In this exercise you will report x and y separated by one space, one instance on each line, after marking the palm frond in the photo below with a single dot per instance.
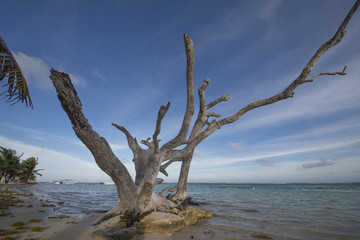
17 89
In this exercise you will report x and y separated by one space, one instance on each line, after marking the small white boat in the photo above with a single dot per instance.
64 181
110 182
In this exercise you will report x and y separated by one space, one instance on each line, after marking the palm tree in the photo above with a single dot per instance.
29 171
16 84
9 164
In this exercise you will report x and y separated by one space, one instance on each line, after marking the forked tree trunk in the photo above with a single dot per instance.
137 196
132 197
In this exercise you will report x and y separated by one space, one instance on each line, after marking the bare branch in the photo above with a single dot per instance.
164 166
167 189
223 98
159 181
189 112
134 146
289 91
199 123
147 143
321 74
161 114
212 115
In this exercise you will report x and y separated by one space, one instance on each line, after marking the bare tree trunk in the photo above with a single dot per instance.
181 192
137 196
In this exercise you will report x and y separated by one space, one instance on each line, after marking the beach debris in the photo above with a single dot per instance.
7 232
19 226
262 236
37 229
59 217
35 220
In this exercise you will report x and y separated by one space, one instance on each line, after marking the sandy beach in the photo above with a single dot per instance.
29 217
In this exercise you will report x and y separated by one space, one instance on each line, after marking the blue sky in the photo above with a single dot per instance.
126 58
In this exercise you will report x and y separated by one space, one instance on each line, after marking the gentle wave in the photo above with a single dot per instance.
241 211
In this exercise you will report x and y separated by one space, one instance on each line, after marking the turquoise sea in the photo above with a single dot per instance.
241 211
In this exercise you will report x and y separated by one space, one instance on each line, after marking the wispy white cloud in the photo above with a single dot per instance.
96 73
221 160
57 164
236 146
77 80
34 69
37 70
321 163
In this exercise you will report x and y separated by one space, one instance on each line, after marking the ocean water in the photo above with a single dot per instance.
241 211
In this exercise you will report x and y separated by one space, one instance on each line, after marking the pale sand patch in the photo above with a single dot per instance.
71 228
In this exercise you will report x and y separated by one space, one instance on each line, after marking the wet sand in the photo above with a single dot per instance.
28 218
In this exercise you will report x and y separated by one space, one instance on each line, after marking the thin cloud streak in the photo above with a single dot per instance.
219 161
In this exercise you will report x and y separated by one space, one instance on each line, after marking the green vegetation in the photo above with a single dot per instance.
13 168
16 84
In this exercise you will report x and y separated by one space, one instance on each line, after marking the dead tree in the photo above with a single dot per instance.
138 196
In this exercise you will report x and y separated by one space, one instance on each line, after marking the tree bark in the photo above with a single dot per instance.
132 197
137 196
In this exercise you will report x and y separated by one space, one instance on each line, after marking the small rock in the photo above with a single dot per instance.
159 222
191 215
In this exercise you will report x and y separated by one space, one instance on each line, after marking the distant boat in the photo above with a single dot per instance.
111 182
64 181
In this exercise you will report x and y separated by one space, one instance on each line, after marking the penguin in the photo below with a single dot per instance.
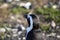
33 25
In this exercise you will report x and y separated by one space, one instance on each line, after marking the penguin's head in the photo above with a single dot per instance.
35 20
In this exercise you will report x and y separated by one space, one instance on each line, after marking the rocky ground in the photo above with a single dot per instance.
11 21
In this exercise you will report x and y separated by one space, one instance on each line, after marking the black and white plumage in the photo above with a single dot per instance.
33 25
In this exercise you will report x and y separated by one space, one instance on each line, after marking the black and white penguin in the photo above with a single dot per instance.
33 25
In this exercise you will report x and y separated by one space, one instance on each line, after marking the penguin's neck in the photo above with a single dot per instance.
30 27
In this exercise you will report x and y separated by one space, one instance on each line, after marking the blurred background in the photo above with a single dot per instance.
13 24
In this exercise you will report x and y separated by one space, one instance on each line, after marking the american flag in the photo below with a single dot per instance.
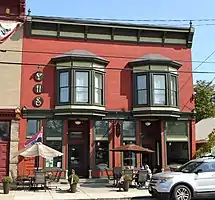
37 137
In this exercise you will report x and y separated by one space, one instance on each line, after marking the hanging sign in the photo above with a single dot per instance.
7 29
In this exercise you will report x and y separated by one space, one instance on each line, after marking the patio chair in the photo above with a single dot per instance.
40 179
142 178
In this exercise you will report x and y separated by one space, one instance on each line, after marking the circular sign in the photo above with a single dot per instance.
38 101
38 76
38 89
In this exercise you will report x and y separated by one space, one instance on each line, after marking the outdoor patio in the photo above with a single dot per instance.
84 191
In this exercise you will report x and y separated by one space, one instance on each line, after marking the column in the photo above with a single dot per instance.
14 143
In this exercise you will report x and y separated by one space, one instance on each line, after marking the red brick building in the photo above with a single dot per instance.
99 85
11 35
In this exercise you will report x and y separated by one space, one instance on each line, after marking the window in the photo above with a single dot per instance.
33 126
141 89
54 128
98 89
102 152
173 91
54 162
159 90
129 129
177 153
82 87
4 131
64 87
177 128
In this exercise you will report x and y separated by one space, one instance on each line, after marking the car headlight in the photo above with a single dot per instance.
164 179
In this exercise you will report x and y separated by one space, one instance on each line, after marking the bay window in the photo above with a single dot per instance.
64 87
98 89
141 90
159 89
82 87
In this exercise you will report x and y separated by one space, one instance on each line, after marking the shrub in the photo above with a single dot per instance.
7 179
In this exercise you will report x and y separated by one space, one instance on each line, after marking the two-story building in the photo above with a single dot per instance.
94 86
11 34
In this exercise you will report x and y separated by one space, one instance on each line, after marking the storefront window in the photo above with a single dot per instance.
33 126
129 137
54 162
177 153
102 152
101 132
4 131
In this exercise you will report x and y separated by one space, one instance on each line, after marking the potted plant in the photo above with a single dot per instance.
73 181
6 184
126 183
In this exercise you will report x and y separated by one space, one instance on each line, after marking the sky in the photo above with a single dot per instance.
203 43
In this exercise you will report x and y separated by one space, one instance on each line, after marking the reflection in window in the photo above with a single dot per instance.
177 153
102 152
173 91
141 90
54 162
82 87
64 87
54 128
98 89
159 87
4 131
129 158
33 126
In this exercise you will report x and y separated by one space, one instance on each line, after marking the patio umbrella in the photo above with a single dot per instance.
38 149
132 148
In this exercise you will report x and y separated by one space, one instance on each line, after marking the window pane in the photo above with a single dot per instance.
98 96
142 97
102 152
177 128
101 128
159 97
82 79
33 126
141 82
54 128
98 80
159 82
4 131
64 94
177 153
54 162
129 129
64 79
82 94
129 158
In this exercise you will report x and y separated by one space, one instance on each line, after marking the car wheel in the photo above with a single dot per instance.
181 192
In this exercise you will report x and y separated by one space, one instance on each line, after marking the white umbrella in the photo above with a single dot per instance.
39 149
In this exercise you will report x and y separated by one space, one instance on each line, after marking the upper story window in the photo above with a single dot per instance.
80 78
156 81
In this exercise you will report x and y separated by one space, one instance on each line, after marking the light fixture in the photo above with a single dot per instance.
77 122
147 123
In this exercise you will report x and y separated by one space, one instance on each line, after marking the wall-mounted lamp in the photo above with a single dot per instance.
147 123
77 122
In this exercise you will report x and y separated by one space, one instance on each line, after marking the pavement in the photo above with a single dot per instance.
91 191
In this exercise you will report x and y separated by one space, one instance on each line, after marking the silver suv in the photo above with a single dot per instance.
194 179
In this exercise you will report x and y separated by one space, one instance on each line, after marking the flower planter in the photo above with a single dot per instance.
6 188
73 188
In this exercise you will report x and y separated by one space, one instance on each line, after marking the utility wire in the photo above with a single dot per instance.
107 68
106 56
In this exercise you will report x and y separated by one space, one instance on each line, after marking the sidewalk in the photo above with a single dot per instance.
85 192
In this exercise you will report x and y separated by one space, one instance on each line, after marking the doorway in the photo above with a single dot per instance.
78 149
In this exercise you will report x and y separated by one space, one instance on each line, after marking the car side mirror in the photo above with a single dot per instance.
198 171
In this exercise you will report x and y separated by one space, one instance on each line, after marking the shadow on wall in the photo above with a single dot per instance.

PROBLEM DETAILS
Repeat only the stretch of lines that begins at the line containing "the car side" and ends at the last line above, both included.

RESULT
In this exercise you will report x and y separated by one space, one instance on each line, after marking the car side mirror in the photo above with a single dot per instance.
198 171
In this exercise you will report x and y separated by one space, one instance on each line, after marking the shadow on wall in the photo above with a single dot per instance.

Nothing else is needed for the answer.